▸ **TASK PROMPT**
Write out everything from the line containing "of the license" down to the line containing "pixel 361 307", swapping "headlight" for "headlamp" and leaving all else as it is.

────

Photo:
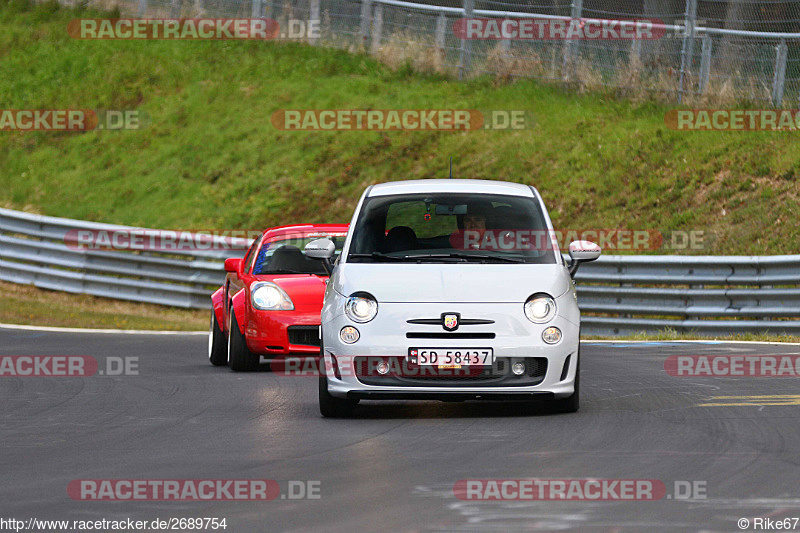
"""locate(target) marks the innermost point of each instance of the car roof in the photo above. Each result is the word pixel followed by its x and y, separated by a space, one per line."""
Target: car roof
pixel 306 230
pixel 451 186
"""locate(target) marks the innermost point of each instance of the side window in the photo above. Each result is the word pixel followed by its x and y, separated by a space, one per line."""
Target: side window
pixel 248 259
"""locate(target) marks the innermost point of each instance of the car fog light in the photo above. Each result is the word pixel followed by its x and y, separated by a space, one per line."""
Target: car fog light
pixel 349 335
pixel 551 335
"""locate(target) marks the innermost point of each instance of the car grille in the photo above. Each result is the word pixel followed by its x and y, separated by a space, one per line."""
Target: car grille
pixel 403 373
pixel 304 335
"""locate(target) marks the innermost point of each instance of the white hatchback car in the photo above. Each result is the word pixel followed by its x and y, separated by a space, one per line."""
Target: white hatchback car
pixel 450 290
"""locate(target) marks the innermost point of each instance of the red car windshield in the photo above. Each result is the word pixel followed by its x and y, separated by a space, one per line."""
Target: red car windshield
pixel 286 255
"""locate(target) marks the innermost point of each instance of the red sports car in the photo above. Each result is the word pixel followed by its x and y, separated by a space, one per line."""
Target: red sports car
pixel 270 303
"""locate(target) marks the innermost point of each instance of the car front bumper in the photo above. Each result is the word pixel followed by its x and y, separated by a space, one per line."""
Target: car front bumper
pixel 511 337
pixel 268 333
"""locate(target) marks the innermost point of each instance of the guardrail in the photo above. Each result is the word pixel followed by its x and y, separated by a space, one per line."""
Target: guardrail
pixel 34 251
pixel 617 294
pixel 710 295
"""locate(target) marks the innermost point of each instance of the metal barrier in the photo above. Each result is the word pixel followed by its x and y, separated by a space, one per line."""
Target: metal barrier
pixel 34 250
pixel 709 295
pixel 617 294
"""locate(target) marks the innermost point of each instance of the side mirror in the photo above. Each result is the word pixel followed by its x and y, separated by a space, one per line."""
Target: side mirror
pixel 232 264
pixel 582 252
pixel 322 249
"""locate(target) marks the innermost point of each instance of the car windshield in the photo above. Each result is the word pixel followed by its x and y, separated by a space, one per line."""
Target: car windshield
pixel 456 228
pixel 286 255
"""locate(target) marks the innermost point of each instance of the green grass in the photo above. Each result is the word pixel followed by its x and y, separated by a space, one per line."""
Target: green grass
pixel 210 157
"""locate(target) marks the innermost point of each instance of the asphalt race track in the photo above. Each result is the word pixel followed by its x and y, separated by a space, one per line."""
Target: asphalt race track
pixel 393 467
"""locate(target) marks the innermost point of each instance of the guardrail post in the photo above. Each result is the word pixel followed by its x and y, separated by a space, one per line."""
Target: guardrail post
pixel 465 58
pixel 687 48
pixel 571 45
pixel 441 25
pixel 377 28
pixel 705 63
pixel 781 53
pixel 505 46
pixel 366 9
pixel 313 15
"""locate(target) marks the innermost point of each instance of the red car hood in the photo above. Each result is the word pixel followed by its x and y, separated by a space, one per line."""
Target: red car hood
pixel 305 290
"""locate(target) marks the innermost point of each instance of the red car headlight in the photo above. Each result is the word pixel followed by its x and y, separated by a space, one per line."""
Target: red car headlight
pixel 268 296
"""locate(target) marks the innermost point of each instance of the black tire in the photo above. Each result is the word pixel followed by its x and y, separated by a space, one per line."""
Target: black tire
pixel 571 403
pixel 331 406
pixel 217 347
pixel 240 358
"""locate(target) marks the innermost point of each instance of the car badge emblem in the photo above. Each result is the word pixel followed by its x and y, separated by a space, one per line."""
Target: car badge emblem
pixel 450 321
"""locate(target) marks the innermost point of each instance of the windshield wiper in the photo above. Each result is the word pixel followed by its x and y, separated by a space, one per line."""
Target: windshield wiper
pixel 481 257
pixel 375 255
pixel 416 258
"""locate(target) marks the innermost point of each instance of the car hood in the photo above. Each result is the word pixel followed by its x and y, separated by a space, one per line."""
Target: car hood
pixel 457 283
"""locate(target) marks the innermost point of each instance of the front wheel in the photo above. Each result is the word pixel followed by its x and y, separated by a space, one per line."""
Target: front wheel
pixel 217 348
pixel 331 406
pixel 240 358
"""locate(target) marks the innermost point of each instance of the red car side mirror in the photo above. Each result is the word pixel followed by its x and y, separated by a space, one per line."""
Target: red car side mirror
pixel 232 264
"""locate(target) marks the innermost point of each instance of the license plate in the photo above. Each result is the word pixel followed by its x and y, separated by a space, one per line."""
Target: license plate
pixel 451 357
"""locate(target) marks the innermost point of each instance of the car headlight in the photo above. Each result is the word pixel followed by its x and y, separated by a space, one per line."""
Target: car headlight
pixel 540 308
pixel 267 296
pixel 361 307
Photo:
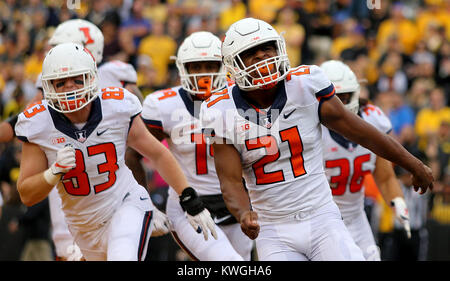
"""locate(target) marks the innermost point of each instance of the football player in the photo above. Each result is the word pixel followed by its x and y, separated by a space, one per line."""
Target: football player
pixel 267 128
pixel 110 74
pixel 172 114
pixel 76 139
pixel 346 163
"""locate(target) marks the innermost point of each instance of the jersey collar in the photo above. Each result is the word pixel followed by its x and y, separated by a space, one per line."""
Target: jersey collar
pixel 262 118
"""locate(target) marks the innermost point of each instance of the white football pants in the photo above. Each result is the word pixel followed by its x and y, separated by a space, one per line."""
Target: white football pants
pixel 125 236
pixel 318 235
pixel 231 244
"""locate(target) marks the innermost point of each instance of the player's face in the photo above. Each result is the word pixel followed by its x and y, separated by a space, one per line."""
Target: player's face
pixel 345 97
pixel 204 82
pixel 259 53
pixel 68 84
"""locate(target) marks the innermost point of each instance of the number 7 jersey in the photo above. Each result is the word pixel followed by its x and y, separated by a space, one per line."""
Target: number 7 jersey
pixel 92 190
pixel 280 148
pixel 174 112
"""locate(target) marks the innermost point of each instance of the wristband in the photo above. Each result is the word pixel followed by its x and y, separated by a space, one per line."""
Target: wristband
pixel 190 202
pixel 51 178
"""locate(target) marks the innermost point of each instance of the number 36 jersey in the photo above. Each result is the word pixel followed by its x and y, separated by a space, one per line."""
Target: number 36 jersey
pixel 91 191
pixel 174 112
pixel 347 163
pixel 280 147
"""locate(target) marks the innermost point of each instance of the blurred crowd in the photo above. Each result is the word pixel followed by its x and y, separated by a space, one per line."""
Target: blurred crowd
pixel 400 51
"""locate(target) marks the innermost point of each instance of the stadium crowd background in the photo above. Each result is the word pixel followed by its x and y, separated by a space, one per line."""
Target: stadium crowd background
pixel 399 49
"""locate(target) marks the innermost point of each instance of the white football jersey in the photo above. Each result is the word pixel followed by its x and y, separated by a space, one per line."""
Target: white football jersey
pixel 281 151
pixel 115 73
pixel 175 113
pixel 90 192
pixel 346 163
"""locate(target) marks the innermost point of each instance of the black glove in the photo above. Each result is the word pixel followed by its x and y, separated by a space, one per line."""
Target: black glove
pixel 190 202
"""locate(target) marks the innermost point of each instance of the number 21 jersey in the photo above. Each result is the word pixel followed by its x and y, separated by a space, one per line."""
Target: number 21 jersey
pixel 281 151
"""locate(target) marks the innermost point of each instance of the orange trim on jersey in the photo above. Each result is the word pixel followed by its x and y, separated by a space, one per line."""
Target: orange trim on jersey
pixel 257 109
pixel 61 166
pixel 327 96
pixel 155 127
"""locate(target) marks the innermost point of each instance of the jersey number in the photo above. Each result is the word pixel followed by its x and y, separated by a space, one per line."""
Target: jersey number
pixel 338 183
pixel 76 181
pixel 292 136
pixel 201 153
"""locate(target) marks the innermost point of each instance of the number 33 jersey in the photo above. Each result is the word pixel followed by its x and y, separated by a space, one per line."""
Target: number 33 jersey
pixel 174 112
pixel 92 190
pixel 280 147
pixel 347 163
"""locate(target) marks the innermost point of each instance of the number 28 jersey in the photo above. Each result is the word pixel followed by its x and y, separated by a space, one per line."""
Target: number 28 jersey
pixel 174 112
pixel 92 190
pixel 346 163
pixel 280 148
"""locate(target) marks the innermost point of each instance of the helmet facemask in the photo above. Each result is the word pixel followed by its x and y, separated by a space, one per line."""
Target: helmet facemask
pixel 245 36
pixel 74 100
pixel 202 85
pixel 69 60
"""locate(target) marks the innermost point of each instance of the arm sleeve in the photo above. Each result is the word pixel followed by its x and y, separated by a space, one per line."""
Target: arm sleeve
pixel 150 113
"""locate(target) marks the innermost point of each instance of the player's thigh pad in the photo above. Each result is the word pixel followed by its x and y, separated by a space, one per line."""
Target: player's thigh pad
pixel 130 227
pixel 240 242
pixel 361 232
pixel 330 239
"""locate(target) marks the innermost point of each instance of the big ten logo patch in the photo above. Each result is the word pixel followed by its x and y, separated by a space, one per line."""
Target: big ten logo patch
pixel 58 140
pixel 73 4
pixel 373 4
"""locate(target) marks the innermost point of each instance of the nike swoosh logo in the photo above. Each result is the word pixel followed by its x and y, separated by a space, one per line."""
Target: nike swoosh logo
pixel 217 221
pixel 289 114
pixel 102 132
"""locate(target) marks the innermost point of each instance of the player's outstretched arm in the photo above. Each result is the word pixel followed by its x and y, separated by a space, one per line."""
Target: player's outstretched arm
pixel 35 180
pixel 6 132
pixel 229 170
pixel 337 118
pixel 140 139
pixel 391 191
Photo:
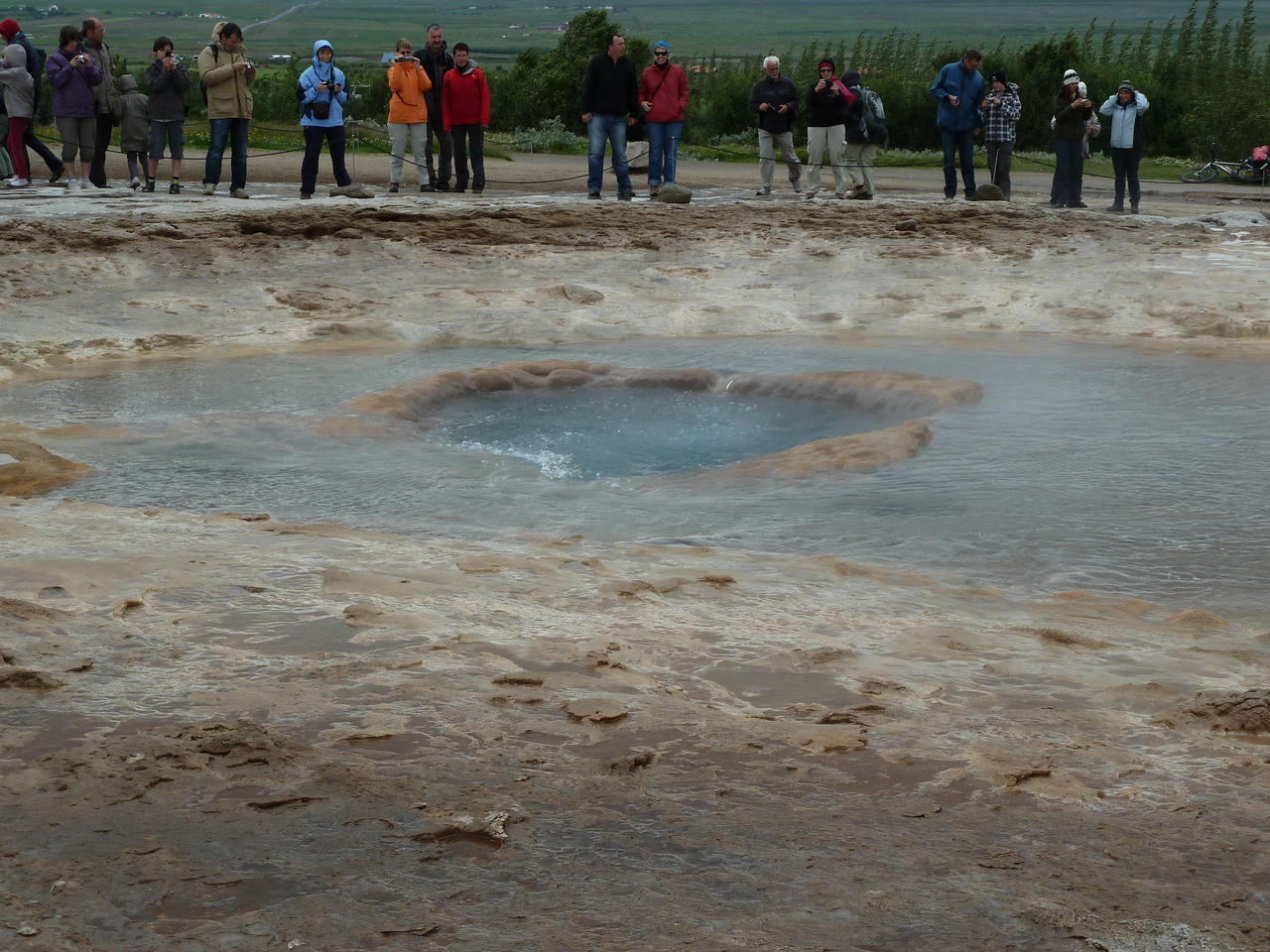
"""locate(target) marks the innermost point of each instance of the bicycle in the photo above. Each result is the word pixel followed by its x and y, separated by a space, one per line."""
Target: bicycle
pixel 1242 171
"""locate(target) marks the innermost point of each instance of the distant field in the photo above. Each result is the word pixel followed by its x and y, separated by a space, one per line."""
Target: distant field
pixel 366 28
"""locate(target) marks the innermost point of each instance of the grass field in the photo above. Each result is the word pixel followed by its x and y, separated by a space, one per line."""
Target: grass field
pixel 498 31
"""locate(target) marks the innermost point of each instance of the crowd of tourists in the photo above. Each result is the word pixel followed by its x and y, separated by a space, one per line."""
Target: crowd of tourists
pixel 440 105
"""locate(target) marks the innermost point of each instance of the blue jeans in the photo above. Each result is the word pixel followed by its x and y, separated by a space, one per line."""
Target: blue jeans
pixel 234 131
pixel 1069 168
pixel 663 149
pixel 955 144
pixel 612 130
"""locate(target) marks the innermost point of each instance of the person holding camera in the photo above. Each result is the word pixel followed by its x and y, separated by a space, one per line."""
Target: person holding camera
pixel 167 80
pixel 72 75
pixel 227 72
pixel 1071 113
pixel 408 114
pixel 322 117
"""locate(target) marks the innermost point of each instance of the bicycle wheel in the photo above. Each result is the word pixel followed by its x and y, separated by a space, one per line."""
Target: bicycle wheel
pixel 1201 173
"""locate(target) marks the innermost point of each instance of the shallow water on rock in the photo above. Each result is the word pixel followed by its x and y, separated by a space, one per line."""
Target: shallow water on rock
pixel 1083 467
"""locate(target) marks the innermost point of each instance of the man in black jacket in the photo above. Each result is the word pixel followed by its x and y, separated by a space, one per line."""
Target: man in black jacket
pixel 436 61
pixel 775 99
pixel 12 33
pixel 610 103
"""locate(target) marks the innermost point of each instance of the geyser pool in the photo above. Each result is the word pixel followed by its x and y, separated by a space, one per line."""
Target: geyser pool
pixel 1083 467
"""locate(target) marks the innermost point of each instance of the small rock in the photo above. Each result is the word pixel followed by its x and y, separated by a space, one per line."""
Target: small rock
pixel 675 193
pixel 595 710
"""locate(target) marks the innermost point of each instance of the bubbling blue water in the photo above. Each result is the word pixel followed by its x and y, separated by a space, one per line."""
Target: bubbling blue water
pixel 1091 467
pixel 613 433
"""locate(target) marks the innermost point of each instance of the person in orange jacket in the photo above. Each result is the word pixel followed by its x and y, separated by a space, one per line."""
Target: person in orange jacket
pixel 408 114
pixel 465 109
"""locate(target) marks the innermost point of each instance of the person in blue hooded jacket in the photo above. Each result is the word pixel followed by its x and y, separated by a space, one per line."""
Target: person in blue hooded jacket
pixel 959 87
pixel 322 117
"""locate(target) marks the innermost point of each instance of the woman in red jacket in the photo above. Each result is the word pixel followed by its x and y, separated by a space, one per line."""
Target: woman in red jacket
pixel 465 109
pixel 663 95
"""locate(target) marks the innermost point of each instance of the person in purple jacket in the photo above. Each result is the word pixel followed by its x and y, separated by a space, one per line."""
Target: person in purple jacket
pixel 72 73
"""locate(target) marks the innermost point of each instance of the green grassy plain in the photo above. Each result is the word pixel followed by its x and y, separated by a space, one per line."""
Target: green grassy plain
pixel 366 28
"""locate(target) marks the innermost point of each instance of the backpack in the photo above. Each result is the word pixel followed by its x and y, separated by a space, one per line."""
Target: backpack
pixel 216 55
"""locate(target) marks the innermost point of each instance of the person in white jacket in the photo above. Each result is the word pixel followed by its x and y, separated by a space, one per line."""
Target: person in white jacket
pixel 1125 108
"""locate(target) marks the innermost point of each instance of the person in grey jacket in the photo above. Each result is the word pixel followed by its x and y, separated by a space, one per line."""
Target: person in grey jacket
pixel 1125 108
pixel 132 113
pixel 775 99
pixel 167 80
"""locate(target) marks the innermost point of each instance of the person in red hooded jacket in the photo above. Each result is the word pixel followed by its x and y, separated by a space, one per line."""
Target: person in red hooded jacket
pixel 663 95
pixel 465 109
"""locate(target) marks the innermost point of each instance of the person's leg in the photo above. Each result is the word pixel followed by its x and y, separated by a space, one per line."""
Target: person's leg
pixel 218 134
pixel 837 149
pixel 867 159
pixel 1132 160
pixel 965 146
pixel 239 130
pixel 476 140
pixel 1118 167
pixel 397 136
pixel 790 157
pixel 418 146
pixel 817 143
pixel 671 154
pixel 309 167
pixel 17 130
pixel 338 139
pixel 458 148
pixel 656 132
pixel 32 141
pixel 621 168
pixel 766 158
pixel 597 135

────

▸ **FULL SOLUTION**
"""locate(target) marks the innermost point of each instance of the license plate in the photo above. Each result is the word pixel followed by its x and y, separated by a space, one per line."""
Target: license plate
pixel 451 357
"""locate(target) marks the innermost point of each instance of the car headlamp in the photo above. Each result is the word pixel followed by its x and y, separated by a space, one per line."""
Target: car headlamp
pixel 540 308
pixel 267 296
pixel 361 307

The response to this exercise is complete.